• [WORK ORDER] Once you find the line that contains "Objective — set a marker on each instance of the building", write out that line and every line after it to the end of the records, exactly and with nothing else.

• [EXERCISE INPUTS]

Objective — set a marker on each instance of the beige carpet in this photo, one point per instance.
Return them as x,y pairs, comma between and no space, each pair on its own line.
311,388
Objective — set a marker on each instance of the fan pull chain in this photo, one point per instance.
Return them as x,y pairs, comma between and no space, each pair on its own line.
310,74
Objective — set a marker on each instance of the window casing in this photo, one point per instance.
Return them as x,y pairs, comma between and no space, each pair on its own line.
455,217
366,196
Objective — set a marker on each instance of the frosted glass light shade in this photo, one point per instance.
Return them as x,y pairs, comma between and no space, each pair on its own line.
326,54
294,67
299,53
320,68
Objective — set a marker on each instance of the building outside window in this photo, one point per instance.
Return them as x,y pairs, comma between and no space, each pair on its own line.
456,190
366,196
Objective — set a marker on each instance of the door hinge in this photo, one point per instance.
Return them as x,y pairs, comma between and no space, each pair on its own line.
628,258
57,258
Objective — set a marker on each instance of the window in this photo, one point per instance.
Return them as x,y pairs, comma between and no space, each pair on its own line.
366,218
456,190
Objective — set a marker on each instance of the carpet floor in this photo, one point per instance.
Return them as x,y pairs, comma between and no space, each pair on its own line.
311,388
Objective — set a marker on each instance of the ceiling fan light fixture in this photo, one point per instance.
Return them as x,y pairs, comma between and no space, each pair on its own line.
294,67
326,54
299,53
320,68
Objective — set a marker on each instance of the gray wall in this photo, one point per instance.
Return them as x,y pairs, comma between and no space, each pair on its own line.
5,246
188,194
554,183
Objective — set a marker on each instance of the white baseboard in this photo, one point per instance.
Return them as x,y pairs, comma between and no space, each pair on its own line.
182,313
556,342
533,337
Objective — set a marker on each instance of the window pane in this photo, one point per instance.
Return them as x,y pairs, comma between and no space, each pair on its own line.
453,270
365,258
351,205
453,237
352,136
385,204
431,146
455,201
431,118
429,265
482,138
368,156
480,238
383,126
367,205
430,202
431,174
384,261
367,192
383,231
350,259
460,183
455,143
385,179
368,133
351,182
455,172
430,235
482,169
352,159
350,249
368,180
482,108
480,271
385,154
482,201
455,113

• [TASK OUTPUT]
Objective — set a marker on each instance of the building outside window in this photo, one point per instance.
Return them as x,y pairs, comma between and no space, each pair on its own line.
456,190
366,196
Objective — set a marker on each instance of the door hinge in this photo, one point per instance.
Return them as x,y pairs, comma between and no space, each pair on its own line.
628,258
57,258
Objective — set a marker on each instance of the window in this photo, one point per instance.
Return them as x,y pairs, comma between and no space, each pair on its own line.
366,218
456,190
Objective — set a marker on each instance of the carpet floor in this photo, one point per instance.
Return them as x,y pairs, comma between and no space, each pair on its own line.
311,388
Objective — set a marker on each instance of the ceiling fan light fixture in this photo, one point per instance.
Return them as x,y pairs, comma between and no space, each pair on its own line.
294,67
326,54
299,53
320,68
Objective — set a marker on each instance of the gray wall in this photo, one point per instance.
Return them as x,y pairs, comma between and no space, each pair on its own line.
5,246
188,194
554,183
Objective — set a marker on each instance of the white baseboard in this photo, one point per instance.
Return them as x,y pairs, comma between and no space, each pair on its own line.
182,313
556,342
533,337
Objective — set a marker on each instance of the window pane in this photo, one point per instance.
Return them as x,y pairs, comma between and no space, each pair on its own line.
453,270
365,258
351,205
453,237
352,136
385,204
431,146
455,201
431,118
429,265
482,138
368,156
480,238
383,126
367,205
430,202
431,174
384,261
367,192
383,231
350,259
460,183
455,143
385,179
368,133
351,182
455,172
430,235
482,169
352,159
350,249
368,180
482,108
480,271
385,154
482,201
455,113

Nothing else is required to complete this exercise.